▸ **EXCERPTED PASSAGE**
....................
Arc Week Season 1, Ep. 4: When Arcs Attack; Defending Yourself from an Arc

Tyndale presents Arc Week: a unique, week-long educational look at the world of arc flash hazards through the lens of Shark Week. Join Scott Margolin – our dedicated technical expert by day and passionate shark enthusiast in his free time – for engaging, memorable parallels that bring important lessons about risk protection and PPE to life.
Catch it all: Season 1,
Season 2.


Sharks are miraculous hunters, but they’re nowhere near as dangerous to humans as TV and movies would have you believe. The fact is, electric arcs injure more people each year in the United States than sharks do – and usually more severely.

Interestingly, almost none of the shark attack injuries are suffered by people who intentionally encountered sharks as part of a planned shark dive, but the opposite is true for arc flash victims. Most arc flash injuries in the United States actually happen to people who knew they were at risk and didn’t take the proper precautions.

Why is that, and what can we do about it? Scott Margolin – our resident arc flash expert who has also spent 30 years diving with some of the world’s most dangerous sharks in his free time – explains:

  • Shark bites during planned shark dives are rare because when they know they’ll be encountering the potential for a shark bite, shark divers emphasize behavioral safety and wear the appropriate PPE.
  • In contrast, most arc flash injuries and fatalities occur when workers were working energized – that is, in an arc-infested work zone – while wearing flammable clothing or improperly wearing AR clothing.
  • In an arc flash, it’s rarely the arc flash itself that causes the most catastrophic injuries and deaths. Instead, clothing that is not arc-rated (AR) or flame resistant acts as fuel, igniting and continuing to burn against your skin when the thermal hazard is over.
  • We can significantly reduce or eliminate burn injuries from the equation by replacing flammable clothing with AR clothing. Unlike flammable clothing, AR clothing will not ignite or continue to burn once the thermal hazard is over. It also dramatically reduces or eliminates burn injury because it also insulates you from the hazard.
....................
▸ **GOAL OF THE EXERCISE**
Copy the arc flash piece above word for word, from "Sharks are miraculous" up to and including "the proper precautions.".
....................
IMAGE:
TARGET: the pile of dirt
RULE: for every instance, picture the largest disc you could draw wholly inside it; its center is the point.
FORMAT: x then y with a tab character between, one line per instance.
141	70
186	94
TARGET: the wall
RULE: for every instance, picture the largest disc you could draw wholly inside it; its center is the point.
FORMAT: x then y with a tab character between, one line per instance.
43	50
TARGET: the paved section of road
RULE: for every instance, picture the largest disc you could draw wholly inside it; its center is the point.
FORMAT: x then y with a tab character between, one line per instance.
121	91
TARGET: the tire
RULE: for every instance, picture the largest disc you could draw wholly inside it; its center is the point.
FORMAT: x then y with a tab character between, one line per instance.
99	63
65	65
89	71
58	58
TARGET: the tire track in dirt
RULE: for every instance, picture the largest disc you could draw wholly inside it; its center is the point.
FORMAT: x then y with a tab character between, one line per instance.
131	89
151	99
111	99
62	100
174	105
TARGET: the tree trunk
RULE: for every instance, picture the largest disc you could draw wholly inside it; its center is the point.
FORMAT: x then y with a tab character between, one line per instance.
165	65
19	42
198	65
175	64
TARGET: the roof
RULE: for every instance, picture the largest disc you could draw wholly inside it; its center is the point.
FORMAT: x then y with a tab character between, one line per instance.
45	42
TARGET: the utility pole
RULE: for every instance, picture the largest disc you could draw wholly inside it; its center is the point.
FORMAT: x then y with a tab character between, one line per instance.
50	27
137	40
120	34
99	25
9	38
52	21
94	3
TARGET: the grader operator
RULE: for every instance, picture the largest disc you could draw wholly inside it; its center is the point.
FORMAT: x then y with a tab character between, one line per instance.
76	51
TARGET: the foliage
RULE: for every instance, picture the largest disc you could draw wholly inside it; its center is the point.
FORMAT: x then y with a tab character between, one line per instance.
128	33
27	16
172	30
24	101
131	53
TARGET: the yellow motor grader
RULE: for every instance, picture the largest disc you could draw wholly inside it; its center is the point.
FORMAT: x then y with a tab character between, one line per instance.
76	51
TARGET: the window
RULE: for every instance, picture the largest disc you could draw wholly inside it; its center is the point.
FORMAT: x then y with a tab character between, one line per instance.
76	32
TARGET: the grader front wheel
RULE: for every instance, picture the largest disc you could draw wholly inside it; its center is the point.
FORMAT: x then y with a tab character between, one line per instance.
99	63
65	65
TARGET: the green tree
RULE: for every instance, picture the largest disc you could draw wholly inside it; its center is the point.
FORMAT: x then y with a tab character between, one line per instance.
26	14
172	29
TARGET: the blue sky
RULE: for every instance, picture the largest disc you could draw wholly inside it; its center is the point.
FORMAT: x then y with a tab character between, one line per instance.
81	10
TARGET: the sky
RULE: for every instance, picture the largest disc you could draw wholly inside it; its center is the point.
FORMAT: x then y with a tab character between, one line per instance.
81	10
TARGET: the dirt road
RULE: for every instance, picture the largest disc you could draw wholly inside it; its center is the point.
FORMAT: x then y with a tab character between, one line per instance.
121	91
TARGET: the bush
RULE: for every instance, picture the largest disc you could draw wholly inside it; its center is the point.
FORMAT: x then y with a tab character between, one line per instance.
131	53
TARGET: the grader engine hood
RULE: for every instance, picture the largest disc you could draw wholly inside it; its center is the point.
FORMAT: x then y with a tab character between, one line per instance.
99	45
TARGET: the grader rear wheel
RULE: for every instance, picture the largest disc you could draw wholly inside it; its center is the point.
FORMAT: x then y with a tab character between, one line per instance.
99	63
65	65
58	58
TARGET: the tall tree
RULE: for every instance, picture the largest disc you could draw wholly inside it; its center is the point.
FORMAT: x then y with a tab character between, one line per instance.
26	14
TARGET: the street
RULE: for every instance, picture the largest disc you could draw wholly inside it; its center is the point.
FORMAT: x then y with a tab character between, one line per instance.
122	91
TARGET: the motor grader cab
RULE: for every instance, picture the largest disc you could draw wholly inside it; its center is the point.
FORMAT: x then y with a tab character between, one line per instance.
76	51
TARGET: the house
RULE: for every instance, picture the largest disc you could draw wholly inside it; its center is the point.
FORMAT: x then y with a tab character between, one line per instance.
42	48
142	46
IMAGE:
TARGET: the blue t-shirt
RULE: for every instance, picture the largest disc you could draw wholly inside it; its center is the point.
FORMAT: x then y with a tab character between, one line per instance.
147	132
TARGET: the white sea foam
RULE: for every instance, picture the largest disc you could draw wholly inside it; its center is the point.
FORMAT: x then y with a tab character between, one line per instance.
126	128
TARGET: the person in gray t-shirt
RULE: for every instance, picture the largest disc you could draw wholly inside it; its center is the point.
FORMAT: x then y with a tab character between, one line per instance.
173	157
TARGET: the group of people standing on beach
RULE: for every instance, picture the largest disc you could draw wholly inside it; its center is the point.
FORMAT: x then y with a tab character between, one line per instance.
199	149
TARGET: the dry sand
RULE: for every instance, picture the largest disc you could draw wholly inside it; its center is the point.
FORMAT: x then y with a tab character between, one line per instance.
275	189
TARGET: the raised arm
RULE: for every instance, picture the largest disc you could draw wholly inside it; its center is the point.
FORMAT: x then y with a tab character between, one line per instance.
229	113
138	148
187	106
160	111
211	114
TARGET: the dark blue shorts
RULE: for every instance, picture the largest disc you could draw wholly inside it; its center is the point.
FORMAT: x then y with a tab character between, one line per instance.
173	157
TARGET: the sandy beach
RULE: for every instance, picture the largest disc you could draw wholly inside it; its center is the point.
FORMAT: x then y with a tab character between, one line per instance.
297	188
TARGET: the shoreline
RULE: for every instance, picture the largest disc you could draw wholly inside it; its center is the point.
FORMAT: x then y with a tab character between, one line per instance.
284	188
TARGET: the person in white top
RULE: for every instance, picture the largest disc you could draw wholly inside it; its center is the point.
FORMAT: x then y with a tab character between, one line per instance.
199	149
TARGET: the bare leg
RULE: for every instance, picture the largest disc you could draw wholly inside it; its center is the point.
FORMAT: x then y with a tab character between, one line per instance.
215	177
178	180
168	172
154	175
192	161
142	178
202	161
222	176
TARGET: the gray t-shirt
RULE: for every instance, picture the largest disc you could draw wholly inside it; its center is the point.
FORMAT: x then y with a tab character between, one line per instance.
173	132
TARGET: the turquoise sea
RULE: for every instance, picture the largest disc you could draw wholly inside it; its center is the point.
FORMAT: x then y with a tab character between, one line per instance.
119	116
....................
▸ **WRITTEN RESPONSE**
Sharks are miraculous hunters, but they’re nowhere near as dangerous to humans as TV and movies would have you believe. The fact is, electric arcs injure more people each year in the United States than sharks do – and usually more severely.

Interestingly, almost none of the shark attack injuries are suffered by people who intentionally encountered sharks as part of a planned shark dive, but the opposite is true for arc flash victims. Most arc flash injuries in the United States actually happen to people who knew they were at risk and didn’t take the proper precautions.